Source extract:
Re: [PATCH 5/9] KVM: x86/mmu: Convert "runtime" WARN_ON() assertions to WARN_ON_ONCE()

From: Sean Christopherson
Date: Fri May 12 2023 - 19:19:00 EST

On Fri, May 12, 2023, David Matlack wrote:
> On Thu, May 11, 2023 at 04:59:13PM -0700, Sean Christopherson wrote:
> > Convert all "runtime" assertions, i.e. assertions that can be triggered
> > while running vCPUs, from WARN_ON() to WARN_ON_ONCE(). Every WARN in the
> > MMU that is tied to running vCPUs, i.e. not contained to loading and
> > initializing KVM, is likely to fire _a lot_ when it does trigger. E.g. if
> > KVM ends up with a bug that causes a root to be invalidated before the
> > page fault handler is invoked, pretty much _every_ page fault VM-Exit
> > triggers the WARN.
> >
> > If a WARN is triggered frequently, the resulting spam usually causes a lot
> > of damage of its own, e.g. consumes resources to log the WARN and pollutes
> > the kernel log, often to the point where other useful information can be
> > lost. In many case, the damage caused by the spam is actually worse than
> > the bug itself, e.g. KVM can almost always recover from an unexpectedly
> > invalid root.

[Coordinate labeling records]
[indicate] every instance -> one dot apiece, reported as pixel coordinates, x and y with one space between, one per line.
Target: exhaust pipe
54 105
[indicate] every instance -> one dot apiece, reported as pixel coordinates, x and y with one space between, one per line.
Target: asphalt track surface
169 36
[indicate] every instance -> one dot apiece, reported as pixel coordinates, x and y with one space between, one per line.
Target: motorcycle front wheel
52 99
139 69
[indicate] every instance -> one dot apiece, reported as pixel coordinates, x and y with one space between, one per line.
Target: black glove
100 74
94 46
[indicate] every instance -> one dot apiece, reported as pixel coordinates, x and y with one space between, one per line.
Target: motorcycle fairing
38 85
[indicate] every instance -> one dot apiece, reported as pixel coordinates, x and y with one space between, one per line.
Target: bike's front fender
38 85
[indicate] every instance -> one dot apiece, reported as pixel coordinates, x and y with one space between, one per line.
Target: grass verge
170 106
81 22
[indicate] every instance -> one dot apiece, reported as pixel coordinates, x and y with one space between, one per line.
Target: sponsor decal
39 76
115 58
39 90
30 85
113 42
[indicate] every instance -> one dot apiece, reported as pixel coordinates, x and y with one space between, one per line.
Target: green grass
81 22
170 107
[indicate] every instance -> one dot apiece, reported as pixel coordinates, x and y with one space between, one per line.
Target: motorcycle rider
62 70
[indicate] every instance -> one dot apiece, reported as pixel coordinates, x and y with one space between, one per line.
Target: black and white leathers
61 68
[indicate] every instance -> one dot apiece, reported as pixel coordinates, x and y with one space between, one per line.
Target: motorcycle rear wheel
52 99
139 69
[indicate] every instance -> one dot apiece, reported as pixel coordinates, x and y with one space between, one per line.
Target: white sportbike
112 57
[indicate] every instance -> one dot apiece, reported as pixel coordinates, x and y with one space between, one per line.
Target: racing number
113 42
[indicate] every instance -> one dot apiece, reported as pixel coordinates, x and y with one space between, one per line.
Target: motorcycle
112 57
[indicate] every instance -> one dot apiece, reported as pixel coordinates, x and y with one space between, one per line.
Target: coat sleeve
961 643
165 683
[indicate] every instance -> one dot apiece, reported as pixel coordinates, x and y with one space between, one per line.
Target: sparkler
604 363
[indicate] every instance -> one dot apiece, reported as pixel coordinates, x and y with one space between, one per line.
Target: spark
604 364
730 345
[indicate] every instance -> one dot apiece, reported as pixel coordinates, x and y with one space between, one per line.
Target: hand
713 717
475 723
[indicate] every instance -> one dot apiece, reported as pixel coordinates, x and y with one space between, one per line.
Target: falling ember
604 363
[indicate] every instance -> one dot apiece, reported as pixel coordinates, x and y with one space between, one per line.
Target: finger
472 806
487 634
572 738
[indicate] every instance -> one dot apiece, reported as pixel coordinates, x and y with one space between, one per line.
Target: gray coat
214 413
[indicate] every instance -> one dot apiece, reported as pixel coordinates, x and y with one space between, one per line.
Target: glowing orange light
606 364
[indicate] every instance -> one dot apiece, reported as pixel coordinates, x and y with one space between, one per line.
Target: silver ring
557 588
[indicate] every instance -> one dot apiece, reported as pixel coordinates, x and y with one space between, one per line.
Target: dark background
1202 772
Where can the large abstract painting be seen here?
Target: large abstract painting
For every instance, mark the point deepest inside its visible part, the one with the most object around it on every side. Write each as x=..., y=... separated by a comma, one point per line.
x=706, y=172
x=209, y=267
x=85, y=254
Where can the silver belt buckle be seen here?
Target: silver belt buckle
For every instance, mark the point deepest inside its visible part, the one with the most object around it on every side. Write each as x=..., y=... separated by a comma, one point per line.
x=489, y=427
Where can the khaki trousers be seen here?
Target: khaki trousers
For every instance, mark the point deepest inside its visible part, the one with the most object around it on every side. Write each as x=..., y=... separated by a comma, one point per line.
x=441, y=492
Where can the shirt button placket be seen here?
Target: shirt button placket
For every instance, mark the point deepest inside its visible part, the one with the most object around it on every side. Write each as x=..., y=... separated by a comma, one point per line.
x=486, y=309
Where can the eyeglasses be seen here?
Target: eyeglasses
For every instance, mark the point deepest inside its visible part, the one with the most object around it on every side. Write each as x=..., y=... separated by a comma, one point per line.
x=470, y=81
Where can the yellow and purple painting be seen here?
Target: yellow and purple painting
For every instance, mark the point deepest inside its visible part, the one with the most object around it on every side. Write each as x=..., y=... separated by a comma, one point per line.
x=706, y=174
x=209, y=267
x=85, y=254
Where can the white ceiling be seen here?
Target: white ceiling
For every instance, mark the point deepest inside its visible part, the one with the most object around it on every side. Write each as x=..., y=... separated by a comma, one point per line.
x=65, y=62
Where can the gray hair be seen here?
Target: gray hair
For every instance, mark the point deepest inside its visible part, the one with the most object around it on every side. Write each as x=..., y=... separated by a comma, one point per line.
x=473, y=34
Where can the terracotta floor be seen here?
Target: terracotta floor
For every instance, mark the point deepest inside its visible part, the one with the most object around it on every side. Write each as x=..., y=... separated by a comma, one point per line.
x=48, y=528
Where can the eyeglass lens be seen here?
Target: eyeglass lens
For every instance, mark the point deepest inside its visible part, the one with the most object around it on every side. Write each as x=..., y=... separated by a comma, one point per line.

Task list:
1. Reproduce the passage of the KVM patch reply from "From: Sean Christopherson" to "triggers the WARN." word for word.
2. In the KVM patch reply, what kind of KVM bug is given as an example that would make nearly every page fault VM-Exit trigger the WARN?

The results:
1.
From: Sean Christopherson
Date: Fri May 12 2023 - 19:19:00 EST

On Fri, May 12, 2023, David Matlack wrote:
> On Thu, May 11, 2023 at 04:59:13PM -0700, Sean Christopherson wrote:
> > Convert all "runtime" assertions, i.e. assertions that can be triggered
> > while running vCPUs, from WARN_ON() to WARN_ON_ONCE(). Every WARN in the
> > MMU that is tied to running vCPUs, i.e. not contained to loading and
> > initializing KVM, is likely to fire _a lot_ when it does trigger. E.g. if
> > KVM ends up with a bug that causes a root to be invalidated before the
> > page fault handler is invoked, pretty much _every_ page fault VM-Exit
> > triggers the WARN.

2. A bug that causes a root to be invalidated before the page fault handler is invoked.